## SELECTION
[Start]
Hurricanes and Other Unplanned Outages

Thunder Horse was shut down and fully evacuated following a power failure mid-September. That is a pretty major upset and shouldn’t happen (it would, in theory, require at least two independent failures), and would take a few days to find and correct the problem and get permission to restart. I wouldn’t be surprised if it was related to previous evacuations for hurricanes. Thunder Horse produces about 180 kbpd.

The estimates for hurricane related lost production were 84 kbpd (average over the month) for August and 60 kbpd for September – the Thunder Horse electrical outage might add another 20 kbpd to that. There may be some natural decline to add as well. On the other hand, Thunder Horse was not at full capacity in the July figures, so could add another 40 kbpd when it finally gets there.

For natural decline rates the mature deep-water fields are dropping just under 80 kbpd per year and shallow fields about 40 kbpd per year, so maybe 10 kbpd per month overall. The new fields and the BP and Tahiti related fields also have natural decline on many of their wells but it is being covered by ramp-up of new fields and in-fill development wells. However, both those sources are starting to ease off so the overall decline rate will start to climb, eventually to as high as 20 to 25 percent based on R/P numbers.
[End]
## GIVEN ENTRIES
[Start]
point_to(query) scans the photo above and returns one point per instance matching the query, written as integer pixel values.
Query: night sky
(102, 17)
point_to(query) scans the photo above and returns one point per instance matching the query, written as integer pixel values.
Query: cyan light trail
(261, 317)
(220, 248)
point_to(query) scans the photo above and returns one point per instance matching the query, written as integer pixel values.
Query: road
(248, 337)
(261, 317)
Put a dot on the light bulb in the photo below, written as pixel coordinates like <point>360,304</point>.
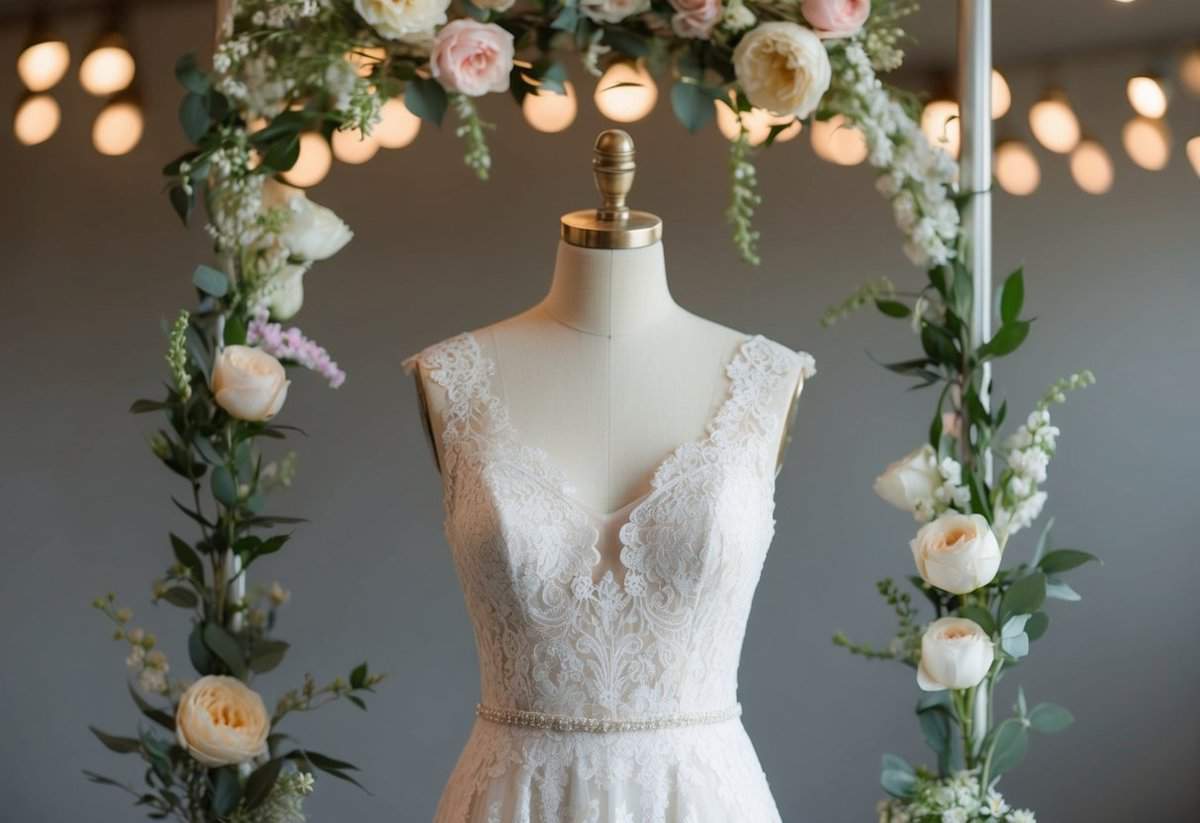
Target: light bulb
<point>1054,122</point>
<point>1001,95</point>
<point>1017,168</point>
<point>549,110</point>
<point>36,120</point>
<point>313,162</point>
<point>1091,167</point>
<point>397,126</point>
<point>43,64</point>
<point>625,103</point>
<point>1147,142</point>
<point>1147,95</point>
<point>941,122</point>
<point>838,143</point>
<point>757,124</point>
<point>108,67</point>
<point>118,127</point>
<point>351,146</point>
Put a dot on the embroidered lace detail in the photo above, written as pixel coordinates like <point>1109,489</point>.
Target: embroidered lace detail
<point>660,638</point>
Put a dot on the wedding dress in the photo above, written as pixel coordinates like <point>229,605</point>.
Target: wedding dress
<point>610,697</point>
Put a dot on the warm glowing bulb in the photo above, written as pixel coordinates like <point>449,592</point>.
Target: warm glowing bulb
<point>1001,95</point>
<point>107,68</point>
<point>1017,168</point>
<point>757,124</point>
<point>1055,124</point>
<point>940,121</point>
<point>118,128</point>
<point>627,103</point>
<point>351,146</point>
<point>1091,167</point>
<point>36,120</point>
<point>549,110</point>
<point>42,65</point>
<point>838,143</point>
<point>1149,143</point>
<point>397,126</point>
<point>313,162</point>
<point>1147,95</point>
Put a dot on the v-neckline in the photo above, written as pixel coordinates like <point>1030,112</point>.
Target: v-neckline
<point>544,457</point>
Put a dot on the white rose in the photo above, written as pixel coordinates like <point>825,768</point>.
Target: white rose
<point>783,67</point>
<point>958,553</point>
<point>249,383</point>
<point>910,481</point>
<point>222,722</point>
<point>955,653</point>
<point>403,19</point>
[End]
## WRITTEN INSTRUCTION
Reproduce the section of the text on hurricanes and unplanned outages above, starting at "For natural decline" and ending at "on R/P numbers.", with every word and punctuation mark unchanged.

## CORRECT OUTPUT
For natural decline rates the mature deep-water fields are dropping just under 80 kbpd per year and shallow fields about 40 kbpd per year, so maybe 10 kbpd per month overall. The new fields and the BP and Tahiti related fields also have natural decline on many of their wells but it is being covered by ramp-up of new fields and in-fill development wells. However, both those sources are starting to ease off so the overall decline rate will start to climb, eventually to as high as 20 to 25 percent based on R/P numbers.